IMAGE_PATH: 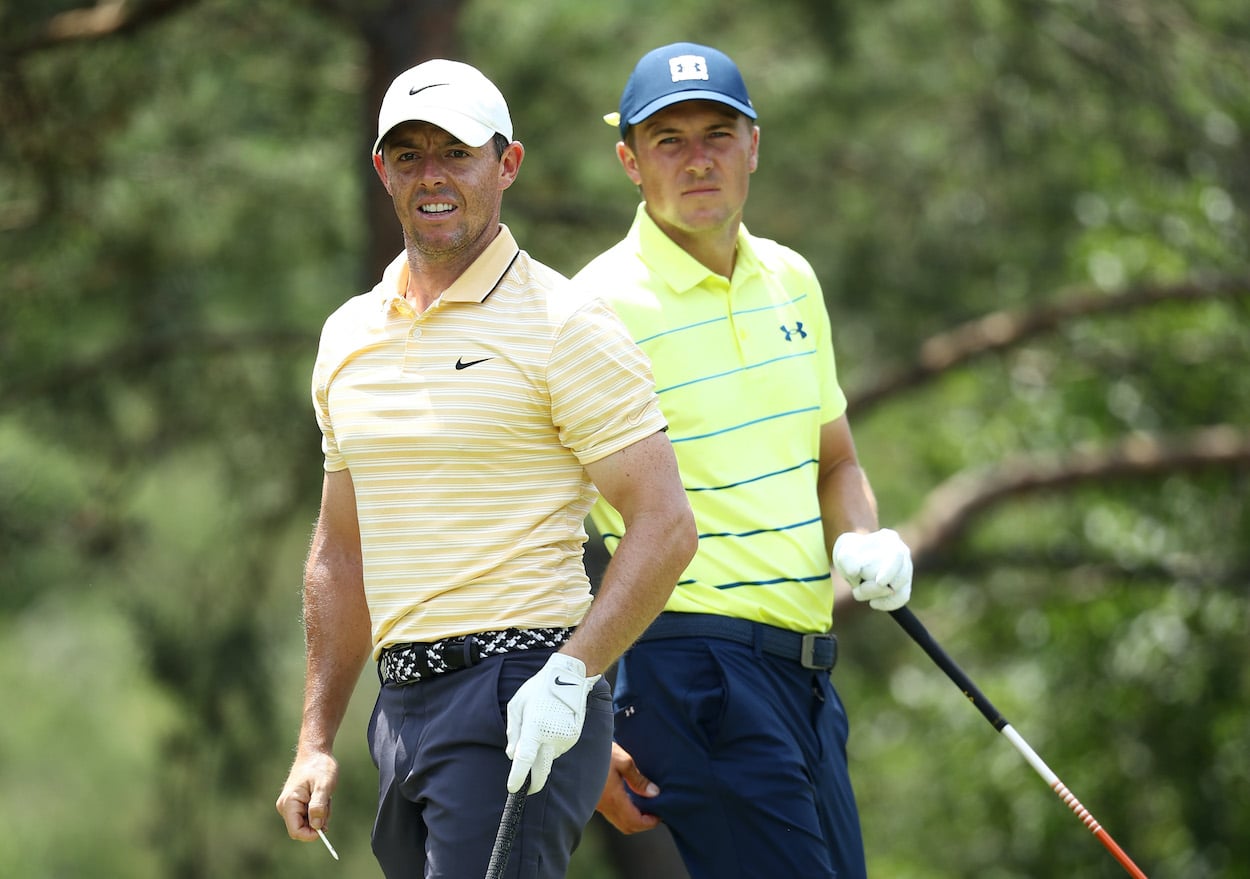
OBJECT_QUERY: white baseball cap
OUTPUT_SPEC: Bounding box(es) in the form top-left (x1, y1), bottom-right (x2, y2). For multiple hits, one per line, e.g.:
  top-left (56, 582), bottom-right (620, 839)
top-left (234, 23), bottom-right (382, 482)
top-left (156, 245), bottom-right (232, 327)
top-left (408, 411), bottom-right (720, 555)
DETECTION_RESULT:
top-left (374, 59), bottom-right (513, 153)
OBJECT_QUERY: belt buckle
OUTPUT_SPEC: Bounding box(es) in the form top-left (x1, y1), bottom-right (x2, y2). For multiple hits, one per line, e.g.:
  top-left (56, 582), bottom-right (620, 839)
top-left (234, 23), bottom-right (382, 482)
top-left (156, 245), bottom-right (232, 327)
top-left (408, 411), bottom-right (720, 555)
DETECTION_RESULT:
top-left (439, 635), bottom-right (481, 671)
top-left (799, 631), bottom-right (834, 670)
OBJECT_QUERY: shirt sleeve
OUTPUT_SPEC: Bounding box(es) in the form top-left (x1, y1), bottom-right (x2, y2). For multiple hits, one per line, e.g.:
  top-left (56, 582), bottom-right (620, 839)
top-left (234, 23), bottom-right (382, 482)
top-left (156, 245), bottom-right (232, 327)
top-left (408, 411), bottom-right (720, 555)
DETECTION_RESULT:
top-left (548, 299), bottom-right (668, 464)
top-left (313, 330), bottom-right (348, 473)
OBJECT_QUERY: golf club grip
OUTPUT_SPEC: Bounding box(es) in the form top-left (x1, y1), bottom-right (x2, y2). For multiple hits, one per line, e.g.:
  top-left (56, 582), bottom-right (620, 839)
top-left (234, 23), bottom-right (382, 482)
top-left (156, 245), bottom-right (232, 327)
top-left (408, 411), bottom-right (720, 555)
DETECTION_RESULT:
top-left (486, 775), bottom-right (530, 879)
top-left (889, 606), bottom-right (1149, 879)
top-left (889, 606), bottom-right (1008, 733)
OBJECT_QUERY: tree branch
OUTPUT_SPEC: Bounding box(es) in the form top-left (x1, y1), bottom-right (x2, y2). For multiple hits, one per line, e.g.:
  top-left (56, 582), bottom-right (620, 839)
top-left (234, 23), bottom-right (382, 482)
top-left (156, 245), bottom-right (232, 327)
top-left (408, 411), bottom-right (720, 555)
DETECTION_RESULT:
top-left (899, 425), bottom-right (1250, 566)
top-left (0, 329), bottom-right (316, 408)
top-left (834, 425), bottom-right (1250, 621)
top-left (848, 278), bottom-right (1250, 415)
top-left (15, 0), bottom-right (199, 55)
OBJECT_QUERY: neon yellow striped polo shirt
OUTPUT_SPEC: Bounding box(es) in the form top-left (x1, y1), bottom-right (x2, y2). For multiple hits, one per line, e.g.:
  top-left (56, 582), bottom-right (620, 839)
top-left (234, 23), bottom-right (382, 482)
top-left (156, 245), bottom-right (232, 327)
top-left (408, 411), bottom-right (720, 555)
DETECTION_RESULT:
top-left (313, 226), bottom-right (665, 655)
top-left (574, 205), bottom-right (846, 631)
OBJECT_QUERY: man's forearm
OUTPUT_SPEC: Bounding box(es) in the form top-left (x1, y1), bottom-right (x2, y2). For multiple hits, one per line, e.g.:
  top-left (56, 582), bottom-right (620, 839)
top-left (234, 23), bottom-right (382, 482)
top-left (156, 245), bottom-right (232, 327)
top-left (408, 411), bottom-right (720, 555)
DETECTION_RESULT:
::::::
▶ Task to carry out:
Rewrite every one of the records above with each "hits" changed to "matches" and everything else left as it is. Leave the pictures out of your answer.

▶ Full response:
IMAGE_PATH: 
OBJECT_QUERY: white baseball cap
OUTPUT_SPEC: Bounding box(es) in the form top-left (x1, y1), bottom-right (x2, y2). For multiple matches, one per line, e.g.:
  top-left (56, 582), bottom-right (620, 839)
top-left (234, 23), bottom-right (382, 482)
top-left (156, 245), bottom-right (232, 327)
top-left (408, 411), bottom-right (720, 555)
DETECTION_RESULT:
top-left (374, 59), bottom-right (513, 153)
OBJECT_QUERY: belt buckle
OUTPUT_SPEC: Bounding box(es) in the form top-left (x1, y1), bottom-right (x2, y2). For multiple matches, one per line, e.g.:
  top-left (56, 582), bottom-right (620, 839)
top-left (234, 23), bottom-right (382, 482)
top-left (156, 245), bottom-right (232, 327)
top-left (408, 411), bottom-right (720, 555)
DETECTION_RESULT:
top-left (439, 635), bottom-right (481, 671)
top-left (799, 631), bottom-right (834, 670)
OBJECT_QUERY: shirt sleeve
OUTPUT_SPEC: Bounding box(es) in the form top-left (x1, y1), bottom-right (x2, y2). For multiple matches, one per line, e.g.:
  top-left (56, 582), bottom-right (620, 839)
top-left (234, 23), bottom-right (382, 482)
top-left (156, 245), bottom-right (232, 327)
top-left (408, 411), bottom-right (720, 555)
DETECTION_RESULT:
top-left (548, 299), bottom-right (668, 464)
top-left (313, 330), bottom-right (348, 473)
OBJECT_QUERY: golf club grip
OUTPUT_SPEC: Bounding box(es) in the form top-left (x1, y1), bottom-right (x2, y2). For multiple matches, one per line, e.g.:
  top-left (56, 582), bottom-right (620, 839)
top-left (234, 23), bottom-right (382, 482)
top-left (156, 245), bottom-right (232, 327)
top-left (408, 411), bottom-right (720, 555)
DETECTION_RESULT:
top-left (486, 775), bottom-right (530, 879)
top-left (889, 606), bottom-right (1149, 879)
top-left (889, 606), bottom-right (1008, 733)
OBJECT_QUERY: tree branch
OUTPUT_SPEC: Bounding box(es) in the form top-left (x1, y1), bottom-right (x2, y2). For multiple matches, one per line, e.g.:
  top-left (56, 582), bottom-right (620, 839)
top-left (234, 23), bottom-right (382, 482)
top-left (156, 245), bottom-right (232, 327)
top-left (408, 411), bottom-right (720, 555)
DETECTION_RESULT:
top-left (899, 425), bottom-right (1250, 566)
top-left (0, 329), bottom-right (316, 408)
top-left (834, 425), bottom-right (1250, 621)
top-left (848, 278), bottom-right (1250, 415)
top-left (15, 0), bottom-right (199, 55)
OBJECT_QUERY: neon yellow striped polo shirt
OUTPUT_SPEC: Bounding box(es) in the form top-left (x1, y1), bottom-right (x2, y2). For multiple matches, one per line, e.g.:
  top-left (56, 582), bottom-right (620, 839)
top-left (234, 23), bottom-right (382, 482)
top-left (156, 245), bottom-right (232, 327)
top-left (408, 411), bottom-right (720, 555)
DETECTION_RESULT:
top-left (313, 226), bottom-right (665, 655)
top-left (574, 205), bottom-right (846, 631)
OBJECT_QUERY: man's forearm
OUTPUT_SPEC: Bounding box(es) in the form top-left (x1, y1), bottom-right (x2, y2). For multiple matches, one per line, e.g.:
  top-left (56, 582), bottom-right (620, 839)
top-left (234, 23), bottom-right (382, 482)
top-left (156, 245), bottom-right (232, 327)
top-left (408, 411), bottom-right (720, 555)
DETECTION_RESULT:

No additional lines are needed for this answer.